━━━ SUPPLIED ENTRIES ━━━
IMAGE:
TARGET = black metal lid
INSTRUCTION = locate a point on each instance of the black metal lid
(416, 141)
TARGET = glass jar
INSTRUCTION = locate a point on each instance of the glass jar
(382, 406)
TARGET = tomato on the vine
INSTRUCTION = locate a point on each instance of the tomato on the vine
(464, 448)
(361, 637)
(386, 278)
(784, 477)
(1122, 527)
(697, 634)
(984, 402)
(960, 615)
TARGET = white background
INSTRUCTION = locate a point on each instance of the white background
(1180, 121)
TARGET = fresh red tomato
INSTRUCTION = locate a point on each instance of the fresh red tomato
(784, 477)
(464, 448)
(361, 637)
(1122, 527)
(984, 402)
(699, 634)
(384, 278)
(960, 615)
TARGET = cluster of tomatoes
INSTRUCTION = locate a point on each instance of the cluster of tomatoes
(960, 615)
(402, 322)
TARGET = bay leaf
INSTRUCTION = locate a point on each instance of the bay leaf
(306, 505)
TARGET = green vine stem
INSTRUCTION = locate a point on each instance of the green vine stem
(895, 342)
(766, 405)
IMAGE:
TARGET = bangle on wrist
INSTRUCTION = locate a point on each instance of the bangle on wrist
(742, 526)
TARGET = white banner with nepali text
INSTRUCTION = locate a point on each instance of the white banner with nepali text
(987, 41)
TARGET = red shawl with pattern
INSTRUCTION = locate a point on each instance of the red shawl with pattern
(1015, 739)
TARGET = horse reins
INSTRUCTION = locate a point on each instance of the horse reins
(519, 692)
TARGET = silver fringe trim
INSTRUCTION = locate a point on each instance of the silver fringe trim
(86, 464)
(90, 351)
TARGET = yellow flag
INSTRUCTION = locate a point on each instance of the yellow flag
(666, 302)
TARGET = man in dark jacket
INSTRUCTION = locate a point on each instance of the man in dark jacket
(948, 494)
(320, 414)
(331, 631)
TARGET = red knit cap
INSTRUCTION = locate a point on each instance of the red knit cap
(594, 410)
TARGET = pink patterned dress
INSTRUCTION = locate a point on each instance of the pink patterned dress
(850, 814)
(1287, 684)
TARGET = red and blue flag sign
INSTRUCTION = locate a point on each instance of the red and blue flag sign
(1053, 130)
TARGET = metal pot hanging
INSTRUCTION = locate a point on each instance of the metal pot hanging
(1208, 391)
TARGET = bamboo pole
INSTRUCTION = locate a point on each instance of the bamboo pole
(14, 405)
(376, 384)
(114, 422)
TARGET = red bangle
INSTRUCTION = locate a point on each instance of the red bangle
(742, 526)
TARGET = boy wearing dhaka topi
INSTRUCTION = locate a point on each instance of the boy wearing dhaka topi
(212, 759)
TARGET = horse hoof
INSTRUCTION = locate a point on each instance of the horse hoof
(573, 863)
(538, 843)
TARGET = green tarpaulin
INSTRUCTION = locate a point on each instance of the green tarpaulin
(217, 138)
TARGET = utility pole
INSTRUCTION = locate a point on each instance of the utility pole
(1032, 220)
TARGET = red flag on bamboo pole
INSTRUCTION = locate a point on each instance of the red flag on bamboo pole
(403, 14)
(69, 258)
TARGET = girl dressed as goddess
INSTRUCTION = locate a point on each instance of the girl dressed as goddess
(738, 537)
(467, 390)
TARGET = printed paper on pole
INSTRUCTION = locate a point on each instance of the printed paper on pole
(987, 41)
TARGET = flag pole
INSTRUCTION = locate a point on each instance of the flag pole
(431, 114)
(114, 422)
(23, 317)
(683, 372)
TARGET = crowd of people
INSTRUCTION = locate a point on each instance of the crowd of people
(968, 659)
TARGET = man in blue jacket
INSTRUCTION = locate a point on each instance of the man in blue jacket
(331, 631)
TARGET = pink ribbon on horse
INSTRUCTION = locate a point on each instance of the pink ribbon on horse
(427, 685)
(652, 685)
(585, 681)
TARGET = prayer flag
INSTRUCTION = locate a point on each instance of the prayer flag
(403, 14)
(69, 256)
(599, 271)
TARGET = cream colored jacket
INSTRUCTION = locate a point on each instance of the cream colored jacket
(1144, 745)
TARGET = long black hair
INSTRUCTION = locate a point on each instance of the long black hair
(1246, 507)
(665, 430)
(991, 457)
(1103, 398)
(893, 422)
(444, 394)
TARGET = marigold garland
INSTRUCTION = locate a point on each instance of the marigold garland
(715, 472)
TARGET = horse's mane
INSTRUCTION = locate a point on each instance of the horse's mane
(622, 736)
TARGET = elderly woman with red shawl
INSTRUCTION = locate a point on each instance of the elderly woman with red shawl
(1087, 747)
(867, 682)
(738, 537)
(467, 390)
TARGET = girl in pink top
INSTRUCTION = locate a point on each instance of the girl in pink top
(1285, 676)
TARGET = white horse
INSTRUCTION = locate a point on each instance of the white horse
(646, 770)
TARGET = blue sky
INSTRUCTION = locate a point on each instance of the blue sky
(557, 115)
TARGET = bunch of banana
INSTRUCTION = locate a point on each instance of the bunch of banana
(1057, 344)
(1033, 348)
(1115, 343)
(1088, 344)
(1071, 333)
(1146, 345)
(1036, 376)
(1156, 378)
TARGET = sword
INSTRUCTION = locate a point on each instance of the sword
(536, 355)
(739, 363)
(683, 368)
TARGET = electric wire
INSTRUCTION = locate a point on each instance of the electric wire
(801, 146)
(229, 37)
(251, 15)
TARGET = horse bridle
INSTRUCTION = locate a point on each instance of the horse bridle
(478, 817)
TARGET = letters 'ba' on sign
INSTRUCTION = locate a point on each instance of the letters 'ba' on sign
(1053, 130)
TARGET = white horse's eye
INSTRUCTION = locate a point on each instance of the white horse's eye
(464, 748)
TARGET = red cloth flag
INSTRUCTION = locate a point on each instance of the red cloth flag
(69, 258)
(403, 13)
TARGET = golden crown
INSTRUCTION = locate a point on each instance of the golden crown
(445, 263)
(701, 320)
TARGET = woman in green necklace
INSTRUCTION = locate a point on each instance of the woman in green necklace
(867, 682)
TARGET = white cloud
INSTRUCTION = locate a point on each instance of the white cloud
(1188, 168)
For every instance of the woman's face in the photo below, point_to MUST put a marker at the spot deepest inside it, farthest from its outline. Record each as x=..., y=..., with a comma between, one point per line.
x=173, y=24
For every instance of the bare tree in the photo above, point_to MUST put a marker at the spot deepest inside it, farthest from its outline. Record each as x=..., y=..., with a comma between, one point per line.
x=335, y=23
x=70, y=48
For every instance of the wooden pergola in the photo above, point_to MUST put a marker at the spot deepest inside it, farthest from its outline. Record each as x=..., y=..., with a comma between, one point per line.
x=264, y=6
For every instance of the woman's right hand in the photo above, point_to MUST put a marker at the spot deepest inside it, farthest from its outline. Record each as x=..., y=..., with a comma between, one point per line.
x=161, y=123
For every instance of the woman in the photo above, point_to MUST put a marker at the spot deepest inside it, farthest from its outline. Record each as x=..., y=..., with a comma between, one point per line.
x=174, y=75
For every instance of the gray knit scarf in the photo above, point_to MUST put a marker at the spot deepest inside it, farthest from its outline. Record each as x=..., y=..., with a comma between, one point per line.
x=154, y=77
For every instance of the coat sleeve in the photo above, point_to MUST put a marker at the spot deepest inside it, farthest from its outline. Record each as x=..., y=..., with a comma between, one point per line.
━━━
* **TASK DESCRIPTION**:
Given the records above, return exactly the lines starting at the line containing "TARGET = tomato on the vine" and ending at the line containing "TARGET = green vine stem", including both.

* **ANSWER SPACE**:
TARGET = tomato on the vine
INSTRUCTION = locate a point on each instance of the tomato on the vine
(464, 448)
(361, 637)
(386, 278)
(784, 477)
(1122, 527)
(697, 634)
(984, 402)
(960, 615)
TARGET = white background
INSTRUCTION = locate a point on each instance of the white background
(1180, 121)
TARGET = fresh red tomato
INSTRUCTION = locate a point on each instance of the fresh red tomato
(784, 477)
(464, 448)
(361, 637)
(1122, 527)
(984, 402)
(699, 634)
(384, 278)
(960, 615)
TARGET = cluster of tomatoes
INSTRUCTION = locate a point on each instance of the cluster of tomatoes
(960, 615)
(402, 322)
TARGET = bay leaf
INSTRUCTION = locate a point on each instance of the bay leaf
(306, 505)
TARGET = green vine stem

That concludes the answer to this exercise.